● REQUIRED WORK
Determine how many lines in the material hold the string "hair", then reply with that number only.

● DATA EXTRACT
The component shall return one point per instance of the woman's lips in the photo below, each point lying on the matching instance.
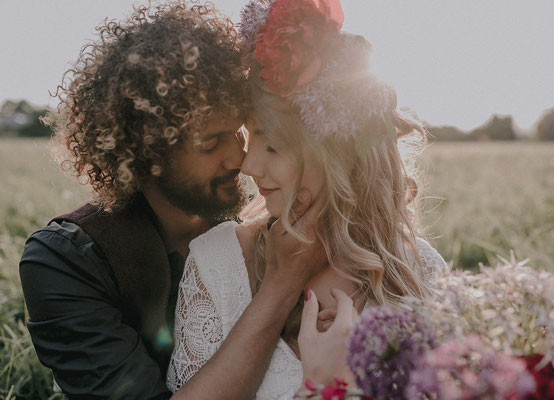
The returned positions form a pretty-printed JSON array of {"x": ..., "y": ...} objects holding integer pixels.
[{"x": 265, "y": 192}]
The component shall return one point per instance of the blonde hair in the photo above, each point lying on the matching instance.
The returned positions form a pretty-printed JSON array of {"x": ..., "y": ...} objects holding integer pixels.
[{"x": 367, "y": 224}]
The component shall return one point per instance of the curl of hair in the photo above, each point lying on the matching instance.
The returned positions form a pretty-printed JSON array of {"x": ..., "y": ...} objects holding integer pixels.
[
  {"x": 367, "y": 224},
  {"x": 149, "y": 82}
]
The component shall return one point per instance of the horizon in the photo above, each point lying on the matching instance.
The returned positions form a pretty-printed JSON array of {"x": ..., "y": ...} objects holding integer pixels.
[{"x": 452, "y": 63}]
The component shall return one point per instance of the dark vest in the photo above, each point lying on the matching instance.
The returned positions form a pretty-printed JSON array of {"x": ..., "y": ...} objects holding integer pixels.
[{"x": 135, "y": 250}]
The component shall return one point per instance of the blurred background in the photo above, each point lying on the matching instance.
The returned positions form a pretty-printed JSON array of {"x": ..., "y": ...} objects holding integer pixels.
[{"x": 480, "y": 74}]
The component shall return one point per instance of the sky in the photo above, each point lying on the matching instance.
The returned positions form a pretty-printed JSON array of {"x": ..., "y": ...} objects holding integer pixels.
[{"x": 453, "y": 62}]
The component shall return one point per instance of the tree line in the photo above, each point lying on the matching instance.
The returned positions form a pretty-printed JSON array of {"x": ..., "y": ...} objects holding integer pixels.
[{"x": 22, "y": 119}]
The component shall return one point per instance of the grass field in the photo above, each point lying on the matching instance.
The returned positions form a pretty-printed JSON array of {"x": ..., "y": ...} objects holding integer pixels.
[{"x": 482, "y": 200}]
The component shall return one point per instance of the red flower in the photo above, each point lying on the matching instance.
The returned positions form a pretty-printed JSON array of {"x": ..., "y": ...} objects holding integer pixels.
[
  {"x": 544, "y": 378},
  {"x": 290, "y": 44}
]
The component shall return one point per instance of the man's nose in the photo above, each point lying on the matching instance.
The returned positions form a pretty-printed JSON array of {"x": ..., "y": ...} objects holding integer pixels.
[
  {"x": 235, "y": 155},
  {"x": 251, "y": 165}
]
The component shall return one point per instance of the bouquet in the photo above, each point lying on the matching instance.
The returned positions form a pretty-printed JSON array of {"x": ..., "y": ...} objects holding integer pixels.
[{"x": 479, "y": 336}]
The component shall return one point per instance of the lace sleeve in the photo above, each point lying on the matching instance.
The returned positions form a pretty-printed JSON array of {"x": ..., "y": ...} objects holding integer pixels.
[
  {"x": 198, "y": 329},
  {"x": 432, "y": 260}
]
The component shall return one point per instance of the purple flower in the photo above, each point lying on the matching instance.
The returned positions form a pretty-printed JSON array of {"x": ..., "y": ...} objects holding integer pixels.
[
  {"x": 384, "y": 348},
  {"x": 468, "y": 369}
]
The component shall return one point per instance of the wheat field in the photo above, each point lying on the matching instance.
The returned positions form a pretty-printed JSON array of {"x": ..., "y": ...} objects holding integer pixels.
[{"x": 481, "y": 201}]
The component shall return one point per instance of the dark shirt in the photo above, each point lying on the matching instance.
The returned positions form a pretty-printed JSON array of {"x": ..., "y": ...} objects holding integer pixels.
[{"x": 76, "y": 322}]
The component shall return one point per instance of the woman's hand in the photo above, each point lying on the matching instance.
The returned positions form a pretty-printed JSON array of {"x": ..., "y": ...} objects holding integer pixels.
[{"x": 323, "y": 354}]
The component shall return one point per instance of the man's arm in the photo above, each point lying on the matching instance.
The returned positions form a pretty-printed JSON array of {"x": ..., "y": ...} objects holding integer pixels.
[
  {"x": 76, "y": 324},
  {"x": 238, "y": 367}
]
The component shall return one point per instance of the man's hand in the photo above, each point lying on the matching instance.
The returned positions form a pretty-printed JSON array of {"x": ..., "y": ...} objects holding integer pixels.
[
  {"x": 323, "y": 354},
  {"x": 288, "y": 259}
]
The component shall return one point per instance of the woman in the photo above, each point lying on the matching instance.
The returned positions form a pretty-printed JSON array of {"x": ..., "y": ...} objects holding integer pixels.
[{"x": 322, "y": 123}]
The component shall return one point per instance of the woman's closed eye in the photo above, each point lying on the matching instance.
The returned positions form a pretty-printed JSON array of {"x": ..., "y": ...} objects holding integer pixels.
[{"x": 209, "y": 145}]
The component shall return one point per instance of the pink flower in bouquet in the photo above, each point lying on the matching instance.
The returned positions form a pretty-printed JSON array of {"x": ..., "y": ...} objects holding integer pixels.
[
  {"x": 469, "y": 369},
  {"x": 544, "y": 378},
  {"x": 290, "y": 45}
]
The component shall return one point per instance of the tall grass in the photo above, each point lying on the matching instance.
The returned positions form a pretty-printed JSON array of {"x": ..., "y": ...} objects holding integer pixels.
[
  {"x": 32, "y": 191},
  {"x": 483, "y": 199}
]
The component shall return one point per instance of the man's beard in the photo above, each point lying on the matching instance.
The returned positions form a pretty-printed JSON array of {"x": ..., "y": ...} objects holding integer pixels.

● RESULT OF THE EXERCISE
2